* _PASSAGE_
Back in July 2019, the New York Times ran a story on an education nonprofit, Waterford.org, that had a novel idea: online preschool. I did a little digging and found that the organization was urging school districts to pick up its virtual program, Waterford Upstart. This seemed unlikely to fly. Surely no reasonable superintendent (let alone most parents) would choose screen time over circle time—much less spend precious public education funds on a dubious product. Right?
Never could I have predicted that about a year later my 4-year-old son would begin virtual public pre-K (though not through Waterford) in the form of two half-hour sessions a day. It did not go well. His teachers were warm and energetic, but overwhelmed. The internet connection at the school, where the teachers dialed in from, was unreliable. No one could figure out how to mute the kid whose house sounded like a wind tunnel. My son, bored and confused, took to announcing, “I HAVE TO POOP,” and whiling away the rest of the Zoom session in the bathroom.
Our frustrating experience wasn’t unique. Rutgers University’s National Institute for Early Education Research surveyed parents during the first year of the pandemic and found that among those whose children attended preschool in person, 80 percent said they were “very satisfied”—compared with just 42 percent of parents whose children attended virtual programs.
Despite those tepid reviews, the trend of virtual pre-K is only accelerating. From 2020 to 2021, Waterford Upstart’s users quadrupled; last year, it worked with kids in 28 states. While some of its programs are funded through philanthropic donations, some states use public education funds. Several teachers are using the program during public in-person class, as well. And Waterford is not the sole virtual preschool provider on the market. Growing Brilliant supplements its virtual lessons with IRL kits that families receive in the mail. ExcellED promises the hands-on benefits of Montessori programs, except on a computer screen.
These newcomers are part of a larger educational trend. In 2020, a RAND Corporation survey found that about 20 percent of school districts had or were anticipating permanent virtual options for K–12 students. According to one venture capital firm, VC investment in early childhood care and education companies more than doubled between 2020 and 2021.
There are some upsides to the rise of online education: For kids in rural communities (at least those with reliable internet access), maybe online preschool is better than none. And Kim Fischer, Waterford’s senior vice president of communications, says that the curriculum covers just one or two 15- to 20-minute screen sessions a day—it’s not a replacement for in-person programs facilitated by caregivers. “You think of a 4-year-old sitting in front of a computer for four hours—that’s not what we do,” she says. Yet experts worry that in some places, remote programs might soon replace in-person ones. That’s largely because online preschool programs are often far cheaper to administer: The yearly price of Waterford Upstart’s Columbus, Ohio, program, for example, runs $1,425 plus the cost of internet, whereas the median cost of a year of preschool or day care in the United States runs upward of $8,000 per student.

* _COLLECTED MATERIAL_
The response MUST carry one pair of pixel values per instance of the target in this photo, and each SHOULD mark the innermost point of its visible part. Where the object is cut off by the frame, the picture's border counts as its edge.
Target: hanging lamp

* _TASK DESCRIPTION_
In the article on online preschool, which companies or programs are named as offering virtual preschool? The material after the article comes from a different source.

* _WORKED SOLUTION_
Waterford Upstart (from Waterford.org), Growing Brilliant, and ExcellED.